-- What is being asked --
Reproduce the records below with every "rough mask" changed to "coarse mask", leaving all other text as it is.

-- Information --
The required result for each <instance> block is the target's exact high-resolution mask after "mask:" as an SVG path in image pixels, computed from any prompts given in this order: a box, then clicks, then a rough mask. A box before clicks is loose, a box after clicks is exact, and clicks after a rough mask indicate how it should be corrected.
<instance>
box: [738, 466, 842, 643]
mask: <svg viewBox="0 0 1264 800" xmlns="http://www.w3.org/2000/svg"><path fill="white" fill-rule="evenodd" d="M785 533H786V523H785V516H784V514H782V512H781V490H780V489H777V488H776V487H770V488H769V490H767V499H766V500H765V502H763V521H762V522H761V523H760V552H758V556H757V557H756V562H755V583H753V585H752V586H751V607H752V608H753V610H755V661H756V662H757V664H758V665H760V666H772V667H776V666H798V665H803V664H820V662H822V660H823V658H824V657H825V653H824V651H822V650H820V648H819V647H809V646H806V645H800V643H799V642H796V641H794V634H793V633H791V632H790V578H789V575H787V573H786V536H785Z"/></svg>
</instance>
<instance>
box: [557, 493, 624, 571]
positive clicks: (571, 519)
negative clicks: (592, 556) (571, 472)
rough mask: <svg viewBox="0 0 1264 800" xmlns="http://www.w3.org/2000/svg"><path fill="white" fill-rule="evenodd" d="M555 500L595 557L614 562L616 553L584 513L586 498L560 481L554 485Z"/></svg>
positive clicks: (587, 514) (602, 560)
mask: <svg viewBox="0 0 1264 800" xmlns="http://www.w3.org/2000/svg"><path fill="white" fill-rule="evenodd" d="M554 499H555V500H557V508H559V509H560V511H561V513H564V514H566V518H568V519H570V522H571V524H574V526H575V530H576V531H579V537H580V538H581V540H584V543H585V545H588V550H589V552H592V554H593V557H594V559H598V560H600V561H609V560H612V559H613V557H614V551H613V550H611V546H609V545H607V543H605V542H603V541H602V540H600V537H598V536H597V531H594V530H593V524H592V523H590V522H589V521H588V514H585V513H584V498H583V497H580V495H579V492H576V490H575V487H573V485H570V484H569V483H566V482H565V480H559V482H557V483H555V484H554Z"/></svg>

-- Solution to the problem --
The required result for each <instance> block is the target's exact high-resolution mask after "mask:" as an SVG path in image pixels, computed from any prompts given in this order: a box, then clicks, then a coarse mask. A box before clicks is loose, a box after clicks is exact, and clicks after a coarse mask indicate how it should be corrected.
<instance>
box: [738, 466, 842, 643]
mask: <svg viewBox="0 0 1264 800" xmlns="http://www.w3.org/2000/svg"><path fill="white" fill-rule="evenodd" d="M785 533H786V523H785V516H784V514H782V512H781V490H780V489H777V488H776V487H770V488H769V490H767V499H766V500H765V502H763V521H762V522H761V523H760V552H758V556H757V557H756V562H755V583H753V585H752V586H751V607H752V608H753V610H755V661H756V662H757V664H758V665H760V666H772V667H776V666H798V665H803V664H820V662H822V660H823V658H824V657H825V653H824V651H822V650H820V648H819V647H809V646H806V645H800V643H799V642H796V641H794V634H793V633H791V632H790V578H789V575H787V573H786V536H785Z"/></svg>
</instance>
<instance>
box: [557, 493, 624, 571]
positive clicks: (571, 519)
negative clicks: (592, 556) (571, 472)
coarse mask: <svg viewBox="0 0 1264 800" xmlns="http://www.w3.org/2000/svg"><path fill="white" fill-rule="evenodd" d="M555 500L595 557L614 562L616 553L584 513L586 498L560 481L554 485Z"/></svg>
positive clicks: (587, 514) (602, 560)
mask: <svg viewBox="0 0 1264 800" xmlns="http://www.w3.org/2000/svg"><path fill="white" fill-rule="evenodd" d="M554 499H555V500H557V508H559V509H560V511H561V513H564V514H566V518H568V519H570V522H571V524H574V526H575V530H576V531H579V537H580V538H581V540H584V543H585V545H588V550H589V552H592V554H593V557H594V559H598V560H600V561H609V560H612V559H613V557H614V551H613V550H611V546H609V545H607V543H605V542H603V541H602V540H600V537H598V536H597V531H594V530H593V524H592V523H590V522H589V521H588V514H585V513H584V498H583V497H580V495H579V492H576V490H575V487H573V485H570V484H569V483H566V482H565V480H559V482H557V483H555V484H554Z"/></svg>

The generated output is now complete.